§ Directions: Repeat the records word for word, excluding any picture.

(Object location annotation data)
• • •

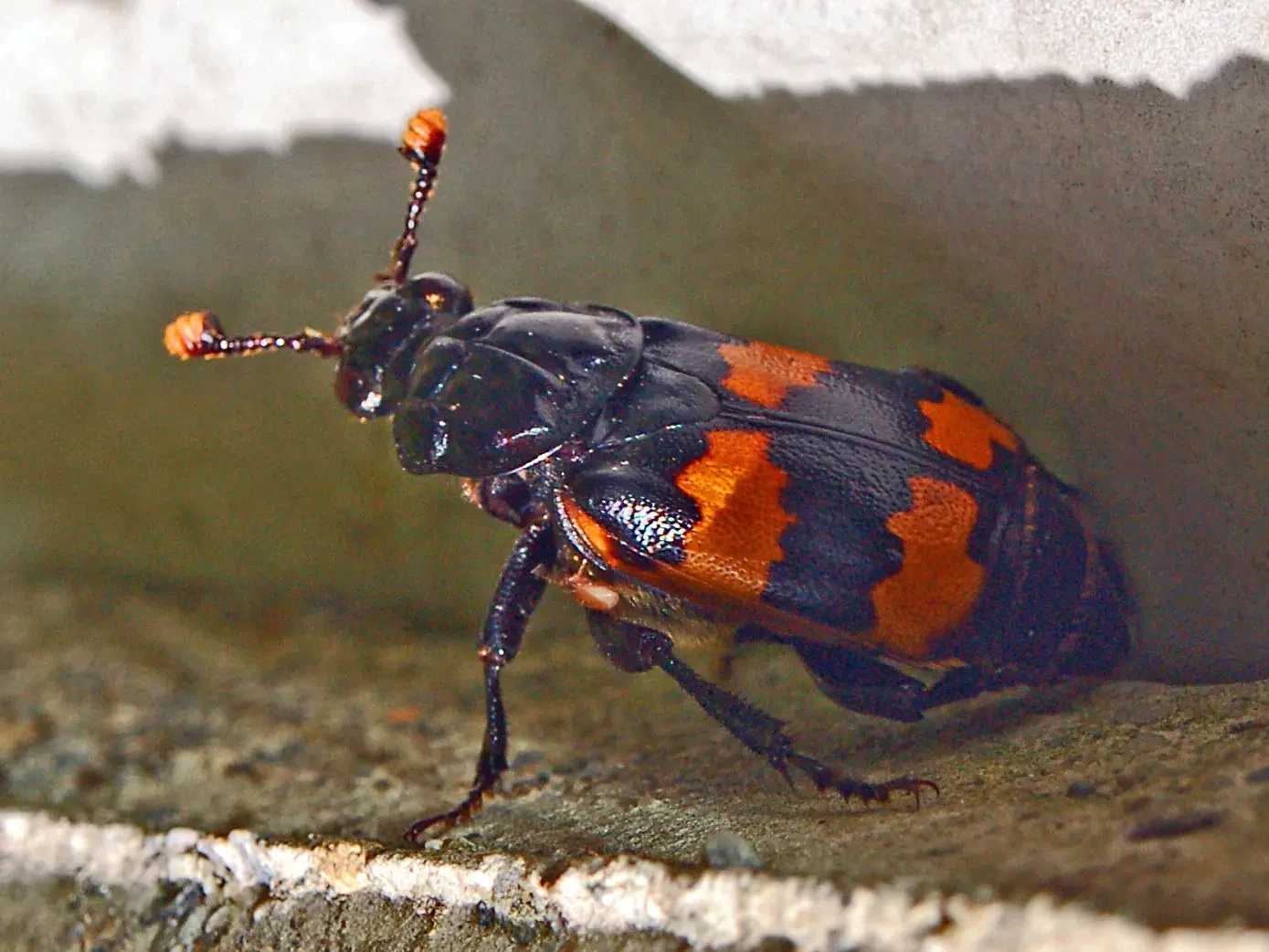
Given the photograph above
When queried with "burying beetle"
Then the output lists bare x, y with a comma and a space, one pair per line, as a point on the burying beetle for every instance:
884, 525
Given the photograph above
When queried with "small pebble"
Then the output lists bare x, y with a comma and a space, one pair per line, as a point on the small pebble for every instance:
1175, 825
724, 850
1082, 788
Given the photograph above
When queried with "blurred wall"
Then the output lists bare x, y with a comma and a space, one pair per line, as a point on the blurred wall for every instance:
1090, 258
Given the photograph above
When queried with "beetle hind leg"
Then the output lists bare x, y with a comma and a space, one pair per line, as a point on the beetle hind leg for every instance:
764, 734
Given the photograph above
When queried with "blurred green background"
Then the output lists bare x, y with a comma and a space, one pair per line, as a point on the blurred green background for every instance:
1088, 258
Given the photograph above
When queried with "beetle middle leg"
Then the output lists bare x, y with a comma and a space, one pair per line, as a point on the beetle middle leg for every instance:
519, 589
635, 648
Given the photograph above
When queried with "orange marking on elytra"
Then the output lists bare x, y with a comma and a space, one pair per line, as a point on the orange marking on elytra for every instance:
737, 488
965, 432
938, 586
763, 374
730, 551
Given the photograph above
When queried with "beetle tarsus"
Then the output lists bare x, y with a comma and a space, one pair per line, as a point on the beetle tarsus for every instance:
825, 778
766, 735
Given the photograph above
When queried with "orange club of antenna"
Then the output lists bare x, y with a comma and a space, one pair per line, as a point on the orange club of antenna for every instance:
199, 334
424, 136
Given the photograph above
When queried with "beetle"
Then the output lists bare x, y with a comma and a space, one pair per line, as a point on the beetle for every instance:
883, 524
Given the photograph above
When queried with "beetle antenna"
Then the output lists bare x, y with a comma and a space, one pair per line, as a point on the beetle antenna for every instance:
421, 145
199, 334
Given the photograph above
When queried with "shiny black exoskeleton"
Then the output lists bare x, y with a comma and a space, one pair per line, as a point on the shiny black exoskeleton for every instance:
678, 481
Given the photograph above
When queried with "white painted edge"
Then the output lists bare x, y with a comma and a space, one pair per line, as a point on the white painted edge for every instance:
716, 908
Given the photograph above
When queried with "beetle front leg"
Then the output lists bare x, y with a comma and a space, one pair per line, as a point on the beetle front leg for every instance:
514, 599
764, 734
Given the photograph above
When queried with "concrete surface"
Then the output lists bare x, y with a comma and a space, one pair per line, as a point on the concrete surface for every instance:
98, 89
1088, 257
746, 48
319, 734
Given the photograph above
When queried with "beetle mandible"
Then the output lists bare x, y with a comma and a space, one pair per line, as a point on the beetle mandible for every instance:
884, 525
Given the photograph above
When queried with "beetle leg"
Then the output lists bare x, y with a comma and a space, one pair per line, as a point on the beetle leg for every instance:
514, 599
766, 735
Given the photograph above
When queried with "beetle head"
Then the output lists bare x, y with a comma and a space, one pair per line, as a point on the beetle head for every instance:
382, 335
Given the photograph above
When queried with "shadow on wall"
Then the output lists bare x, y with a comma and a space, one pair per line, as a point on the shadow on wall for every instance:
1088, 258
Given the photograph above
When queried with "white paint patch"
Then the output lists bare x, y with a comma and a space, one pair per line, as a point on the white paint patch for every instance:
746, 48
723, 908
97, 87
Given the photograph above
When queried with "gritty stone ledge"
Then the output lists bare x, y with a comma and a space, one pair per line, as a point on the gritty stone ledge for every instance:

• • •

§ Answer to the task:
Given the photograph above
When queried with "burying beetle"
Then the output lists bare x, y with a comma and a space, one pair per line, as a point on the burying beetle for every instance:
884, 525
Given the photograph above
When queried with "small pebble"
Then the output lists bare x, y with a comma and a space, one pair per line, as a point on the small pebble for every instance:
1175, 825
724, 850
1082, 788
Given the photograph above
When queried with "blurred wall"
Then the output lists bare x, y with a comma and a space, one pair per line, as a point on the blurred wall for every instance:
1090, 258
Given the photograph above
When queried with "beetle hind leg"
Then the output lists bare x, y with a comma and a space, one pair per line, as a point on the beetle hind leg for every instance:
764, 734
Given the photograph above
When queried with "blurred green background"
Then the output lists bare x, y with a comma and a space, one pair per line, as a point on the blurred green background for every instance:
1088, 258
Given the photograph above
When queried with "beetle middle leg"
Then the output lists bare x, y with a comma and a space, one pair per line, as a point on the beetle middle leg for every instance:
519, 589
635, 648
Given the photograph above
When queried with "orange marking on elytra"
Then the output lists bare x, y with a comma and a space, one pair per line, as a point on the orange marking on elytra for every instance:
737, 488
965, 432
938, 586
763, 374
730, 551
Given the photograph above
When queried with "beetle tarsus"
Then the output lists bare x, y with a comma and a space, one pair per line, as a point on the beetle tarsus for every instance:
825, 778
766, 735
Given the photograph above
When queried with "orange club of antenna"
Then the output lists bare x, y with a comma and a space, one pair per line, as a point on the orange club of antenna for every instance:
199, 334
424, 136
Given the photograph above
When queried with "beetle"
Then the output lists bare x, y with a comma and a space, one pair per line, as a point on the beetle for every instance:
883, 524
Given the photograph above
When queried with "beetle antenna"
Then the output lists bare x, y with a comma and a space, one pair per line, as a point on the beetle antenna for every instance:
421, 145
199, 334
Given the photograph above
When queried with "shiny black exoskeleton"
Then the output lists bare x, y with a comma and a space, one pair per line, as a point on the shiny black exoskeleton for every instance:
678, 481
Given the photograph above
When queried with "white painted edge"
Then the output lists bare x, y with a comma and a space, one pair per line, as a point on the white painted edge for every instance:
716, 908
Given the photograph above
When queried with "beetle front leg"
Then the output lists bare x, y with a comma and a space, one pair per line, as a point on the beetle front leg for every instance:
514, 599
764, 734
Given the photograph above
When queried with "concrete surface"
Then the output lists bare x, y with a comma and a space, one pair per line, as a point on the concrete surface for every instance:
98, 89
1088, 257
746, 48
319, 734
Given the photograph above
When queried with "beetle mandible"
Then the output lists bare x, y with a comma and a space, one pair per line, as a point on the beetle mandible for every instance:
884, 525
Given the photograph above
When queried with "beetle leg"
Then the output lists bare x, y with a comma and a space, one pair per line, as a point on the beetle leg for every instance:
514, 599
766, 735
Given the photograph above
When queried with "beetle head"
Then the output lists bare x, y with a comma and a space, one pair per line, as a point on the beetle head for every instance:
382, 335
Given the photograph above
When queried with "shadow on wall"
Then the output lists bare x, y with a comma and a space, one pair per line, as a point on the shadow on wall for every instance:
1088, 258
Given the photograph above
When queried with "white paint patch"
Then the output lists bare x, y with a comma and a space, one pair per line, as a point on the white paint patch for every instance:
746, 48
723, 908
97, 87
Given the photograph above
When queried with "gritty stone ledge"
Then the output lists bare x, y with a comma and a space, one pair per line, as a point on the gritty stone ledge for every instance:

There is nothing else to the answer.